§ **Work request**: Word for word, reproduce each line of the data below, omitting every image.

§ **Natural-language object grounding data**:
========

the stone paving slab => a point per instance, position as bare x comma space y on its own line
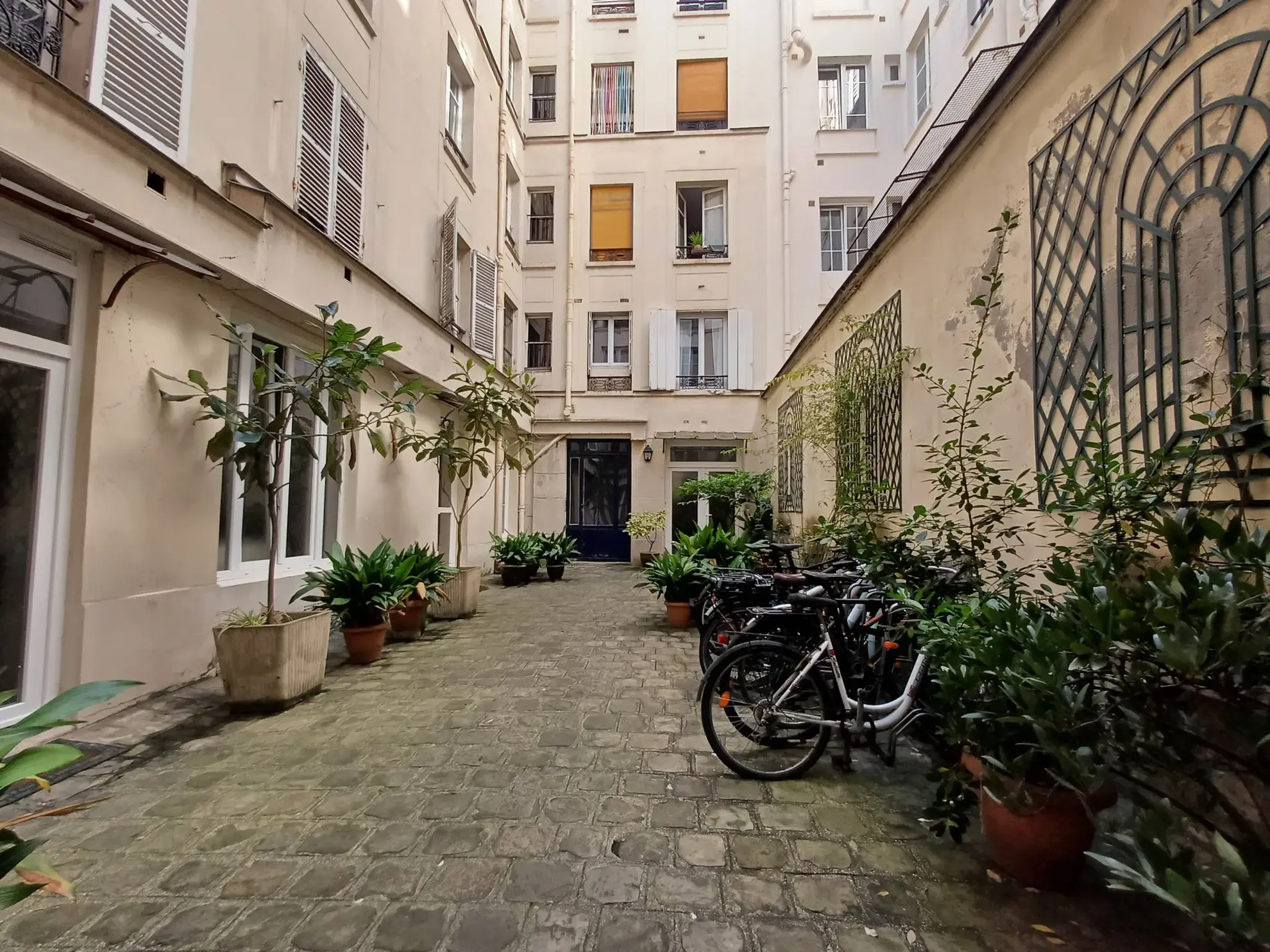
531, 780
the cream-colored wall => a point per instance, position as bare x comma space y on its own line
942, 247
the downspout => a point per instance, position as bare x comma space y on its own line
525, 474
505, 47
571, 290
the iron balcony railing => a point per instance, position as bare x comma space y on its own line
33, 29
538, 356
702, 382
688, 252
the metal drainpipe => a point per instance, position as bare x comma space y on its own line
505, 46
520, 496
573, 217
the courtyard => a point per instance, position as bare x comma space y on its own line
535, 780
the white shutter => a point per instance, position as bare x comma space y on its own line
662, 351
741, 349
317, 142
484, 304
450, 265
348, 180
141, 67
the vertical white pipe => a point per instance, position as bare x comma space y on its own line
571, 290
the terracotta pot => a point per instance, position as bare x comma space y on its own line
679, 615
514, 575
366, 645
1046, 847
408, 620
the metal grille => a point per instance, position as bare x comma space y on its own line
789, 467
609, 385
869, 440
1067, 185
978, 79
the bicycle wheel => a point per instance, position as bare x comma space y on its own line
751, 738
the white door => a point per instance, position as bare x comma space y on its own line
36, 306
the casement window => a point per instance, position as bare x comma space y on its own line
141, 67
611, 222
702, 221
843, 237
921, 78
610, 340
541, 215
702, 94
843, 97
329, 181
543, 96
538, 346
613, 99
309, 503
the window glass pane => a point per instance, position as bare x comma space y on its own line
35, 300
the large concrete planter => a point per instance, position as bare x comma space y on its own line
272, 667
459, 596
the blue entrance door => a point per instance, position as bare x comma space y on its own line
600, 498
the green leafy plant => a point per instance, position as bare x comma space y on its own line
357, 587
255, 436
17, 855
675, 576
645, 526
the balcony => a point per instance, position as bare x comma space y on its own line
539, 356
33, 29
715, 382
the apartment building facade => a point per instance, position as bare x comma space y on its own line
264, 158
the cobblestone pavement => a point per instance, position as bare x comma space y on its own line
535, 780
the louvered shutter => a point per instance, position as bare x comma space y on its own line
317, 136
350, 169
141, 72
450, 264
484, 304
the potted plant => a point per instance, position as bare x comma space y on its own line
645, 526
487, 417
425, 571
360, 589
679, 579
559, 550
271, 659
513, 556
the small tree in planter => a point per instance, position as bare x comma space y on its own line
487, 414
272, 659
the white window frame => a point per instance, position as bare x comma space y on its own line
611, 320
238, 571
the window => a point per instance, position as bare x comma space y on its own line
922, 76
702, 222
702, 94
543, 96
843, 237
309, 503
329, 178
843, 101
610, 340
538, 347
541, 215
611, 239
613, 99
702, 352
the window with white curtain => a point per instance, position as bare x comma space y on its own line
702, 352
843, 97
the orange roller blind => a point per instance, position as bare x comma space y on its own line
702, 90
611, 217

========

§ **Answer to the exercise**:
the stone paving slab => a point per instance, position as bare x comma space y on its own line
531, 780
the cream-colored wall => a point per instance, position as bare x comma space y on its own line
942, 247
the downspout => a point per instance, position as bare x comma space y on its own line
525, 474
505, 47
571, 290
the iron balcony railing => a point per instance, position as bare x comma space y on its own line
33, 29
538, 356
702, 382
688, 252
the metal drainpipe => a point per instance, position as bare x comma space y on its own line
505, 46
520, 496
573, 217
the courtyard => a point per instance, position as bare x comma space y on its own line
535, 780
the white shutter => a point per instance, position as bare x comma space y on its own line
662, 351
741, 349
317, 142
484, 304
450, 265
348, 180
141, 67
the vertical white pipe => a point per instance, position as bare x comma space y on its own line
571, 290
the terracotta pot => a point per instance, position as bare x comma space y on its own line
679, 615
514, 575
366, 645
1046, 847
408, 620
the metal grille => a point per instance, position as bare x comma space y on its own line
789, 467
609, 385
869, 440
1067, 185
978, 79
the bicycle wheel => a point per instance, position as bare x comma space y on its own line
751, 738
the white door => a point per instance, position as bare x comma space y on its own line
36, 306
the casement window => a point per instance, position as bare x comma space y on its own line
141, 67
611, 222
702, 221
843, 237
921, 78
610, 340
541, 215
702, 94
843, 97
329, 181
543, 96
538, 346
613, 99
309, 503
the window glass pane => a point per instance, position as bare x comma space y on its own line
35, 300
the large concrete planter => a point per instance, position as bare x comma space y on its own line
272, 667
459, 596
the blue entrance door => a point per instance, position as bare x comma space y on its own line
600, 498
the green leafy plant => a point per instance, position as bare x comma space y on its own line
357, 587
255, 436
17, 855
675, 576
645, 526
the balcony => a point per instance, position as bare x comma space y on its own line
539, 356
33, 29
715, 382
the apartment building facade => a point per instance, position as bare x comma space y on its own line
264, 158
the cobblestone pavement => a point per instance, position as bare x comma space y on its own line
535, 780
the louvered shutter => a point per instance, position as bare x comma space y on its own line
317, 136
350, 169
141, 72
450, 264
484, 304
the potted plant => a point per instance, position as bare x comma space y on its own line
645, 526
487, 417
425, 571
360, 589
679, 579
559, 550
271, 659
513, 556
the small tree in planter => a point per instance, position as bare x comma space y on its own line
487, 414
272, 659
the white window frame => a point per instance, position as bare x comma space y on its own line
611, 320
238, 571
the window => a point per instance, position as bare x comma space y on its own line
922, 76
702, 222
702, 94
543, 96
843, 237
309, 503
329, 178
843, 101
610, 340
538, 347
541, 215
611, 239
613, 99
702, 352
the window with white curtain => a point per instance, position as bare x comma space y on its own line
702, 352
843, 97
the orange roller blind => a point per instance, position as bare x comma space y on its own line
702, 90
611, 217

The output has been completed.